**PASSAGE DONNÉ**:
Nous allons commencer par vous donner quelques éléments de conclusion qui seront complétés par M. le Premier ministre du Royaume-Uni, il s'agissait du 17ème Sommet franco-britannique. Ce Sommet de Chartres a été essentiellement axé autour de certaines questions européennes importantes, de quelques grands problèmes internationaux et sur des questions de défense. Ce que je vous dis là n'est pas exhaustif.
- Sur les questions européennes, ont été passés en revue les grands dossiers actuels : la préparation du Conseil européen d'Essen ainsi que les orientations de la prochaine présidence française. Les travaux ont déjà été engagés, une réflexion approfondie a été menée, les représentants du Premier ministre et les miens ont beaucoup débattu de ces choses, nous sommes donc tout à fait prêts à aborder la phase qui commencera le 1er janvier prochain et nous estimions indispensable d'en informer notre partenaire britannique, qui au demeurant, a ajouté ses propres suggestions.
- Nous avons évoqué également la préparation de la Conférence inter-gouvernementale de 1996, rendez-vous d'une importance capitale mais dont la préparation a été ici ou là retardée par une série d'événements de politique intérieure.
- Nous avons parlé des futurs élargissements de l'Union. Je crois que nous sommes tombés d'accord pour estimer que l'Urgence, monsieur le Premier ministre, était de consolider les acquis ce qui ne veut pas dire que nous refusions d'examiner l'évolution du texte ou des pratiques chaque fois que cela est nécessaire mais ce serait commettre une erreur que de vouloir avancer sans avoir assuré les positions précédentes. Enfin, nous en sommes là et nous restons très ouverts aux suggestions de nos partenaires.
- Sur les questions internationales, l'essentiel des discussions a porté sur la Bosnie. Je suppose que vous poserez des questions sur ce sujet je réserve donc mes explications pour tout à l'heure.\
Sur les questions de défense, d'abord la mise au net d'une décision que je crois très significative et très riche d'avenir sur la création d'un groupe aérien, européen franco-britannique. L'objectif recherché est d'entraîner, de préparer nos forces aériennes à travailler ensemble particulièrememnt dans des opérations humanitaires, des opérations de maintien et de rétablissement de la paix comme on a pu en identifier dans la déclaration de l'Union européenne occidentale à Petersberg. Je crois que ce projet répond à notre souci de faire avancer d'une façon pragmatique l'Europe de la défense. L'Etat major de cette force aérienne sera implanté en Grande-Bretagne à High Wycombe. Le premier commandant de ce groupe sera un officier général français à qui succédera un britannique.

**OBJECTIF**:
Répondez à ces questions d'après le passage sur le sommet de Chartres :
(a) Quel rang occupait ce sommet franco-britannique ?
(b) Sur quel sujet ont porté l'essentiel des discussions internationales ?
(c) Où sera implanté l'état-major du groupe aérien franco-britannique ?

**DONNÉES FOURNIES**:

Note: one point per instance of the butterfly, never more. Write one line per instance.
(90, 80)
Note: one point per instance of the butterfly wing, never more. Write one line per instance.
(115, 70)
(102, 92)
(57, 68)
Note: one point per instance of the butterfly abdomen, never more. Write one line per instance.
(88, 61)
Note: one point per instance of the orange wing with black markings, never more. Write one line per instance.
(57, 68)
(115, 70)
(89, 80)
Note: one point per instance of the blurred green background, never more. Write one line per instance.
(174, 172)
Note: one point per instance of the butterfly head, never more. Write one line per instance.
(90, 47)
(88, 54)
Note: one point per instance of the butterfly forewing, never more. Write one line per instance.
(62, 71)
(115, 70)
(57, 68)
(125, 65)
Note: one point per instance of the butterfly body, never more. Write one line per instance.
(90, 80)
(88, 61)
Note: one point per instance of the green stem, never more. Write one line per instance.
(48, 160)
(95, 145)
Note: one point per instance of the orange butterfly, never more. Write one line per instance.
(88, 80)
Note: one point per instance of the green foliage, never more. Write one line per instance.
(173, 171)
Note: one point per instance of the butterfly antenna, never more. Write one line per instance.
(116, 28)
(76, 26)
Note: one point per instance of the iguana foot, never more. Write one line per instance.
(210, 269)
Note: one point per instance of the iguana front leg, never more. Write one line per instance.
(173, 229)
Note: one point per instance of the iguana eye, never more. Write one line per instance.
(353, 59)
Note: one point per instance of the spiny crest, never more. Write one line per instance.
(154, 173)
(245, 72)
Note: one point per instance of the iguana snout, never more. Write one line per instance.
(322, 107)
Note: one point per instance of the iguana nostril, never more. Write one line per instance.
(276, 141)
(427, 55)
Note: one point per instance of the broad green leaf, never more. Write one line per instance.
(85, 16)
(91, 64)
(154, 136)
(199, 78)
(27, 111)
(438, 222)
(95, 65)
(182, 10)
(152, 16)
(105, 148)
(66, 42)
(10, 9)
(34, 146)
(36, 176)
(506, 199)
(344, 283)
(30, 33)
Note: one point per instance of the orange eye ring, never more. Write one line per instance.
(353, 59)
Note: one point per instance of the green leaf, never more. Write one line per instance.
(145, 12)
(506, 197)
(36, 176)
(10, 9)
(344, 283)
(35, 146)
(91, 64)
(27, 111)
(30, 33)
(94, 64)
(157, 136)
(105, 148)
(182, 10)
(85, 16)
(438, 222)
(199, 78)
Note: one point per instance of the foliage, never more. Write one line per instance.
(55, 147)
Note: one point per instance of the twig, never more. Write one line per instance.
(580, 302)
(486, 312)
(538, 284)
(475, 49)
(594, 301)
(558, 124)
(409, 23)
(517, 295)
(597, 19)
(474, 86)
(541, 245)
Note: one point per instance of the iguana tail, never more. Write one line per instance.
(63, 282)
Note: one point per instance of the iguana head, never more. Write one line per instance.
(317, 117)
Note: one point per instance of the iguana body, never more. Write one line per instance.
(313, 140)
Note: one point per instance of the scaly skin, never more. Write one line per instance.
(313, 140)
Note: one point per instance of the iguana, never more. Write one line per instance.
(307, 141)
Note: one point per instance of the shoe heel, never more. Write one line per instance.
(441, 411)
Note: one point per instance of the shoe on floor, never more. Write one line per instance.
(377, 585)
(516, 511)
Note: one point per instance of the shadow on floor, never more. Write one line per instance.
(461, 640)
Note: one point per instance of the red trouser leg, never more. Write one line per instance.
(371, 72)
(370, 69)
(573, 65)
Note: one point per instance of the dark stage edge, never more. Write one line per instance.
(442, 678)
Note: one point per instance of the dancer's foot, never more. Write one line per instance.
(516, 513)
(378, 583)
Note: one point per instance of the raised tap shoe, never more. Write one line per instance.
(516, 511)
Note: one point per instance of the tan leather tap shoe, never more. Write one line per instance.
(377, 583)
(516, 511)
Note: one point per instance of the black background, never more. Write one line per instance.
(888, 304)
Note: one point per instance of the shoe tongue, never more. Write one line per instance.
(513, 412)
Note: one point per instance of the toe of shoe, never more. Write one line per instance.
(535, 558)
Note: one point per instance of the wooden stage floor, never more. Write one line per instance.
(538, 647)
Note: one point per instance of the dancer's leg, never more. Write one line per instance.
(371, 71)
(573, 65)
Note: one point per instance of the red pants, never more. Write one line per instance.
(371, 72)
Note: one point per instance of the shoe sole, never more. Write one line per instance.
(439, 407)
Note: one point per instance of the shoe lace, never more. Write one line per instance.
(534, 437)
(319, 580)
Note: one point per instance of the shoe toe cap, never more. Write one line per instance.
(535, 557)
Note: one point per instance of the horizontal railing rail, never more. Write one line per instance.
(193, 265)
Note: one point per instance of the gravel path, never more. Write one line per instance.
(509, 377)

**RÉSULTAT**:
(a) C'était le 17e sommet franco-britannique.
(b) Sur la Bosnie.
(c) En Grande-Bretagne, à High Wycombe.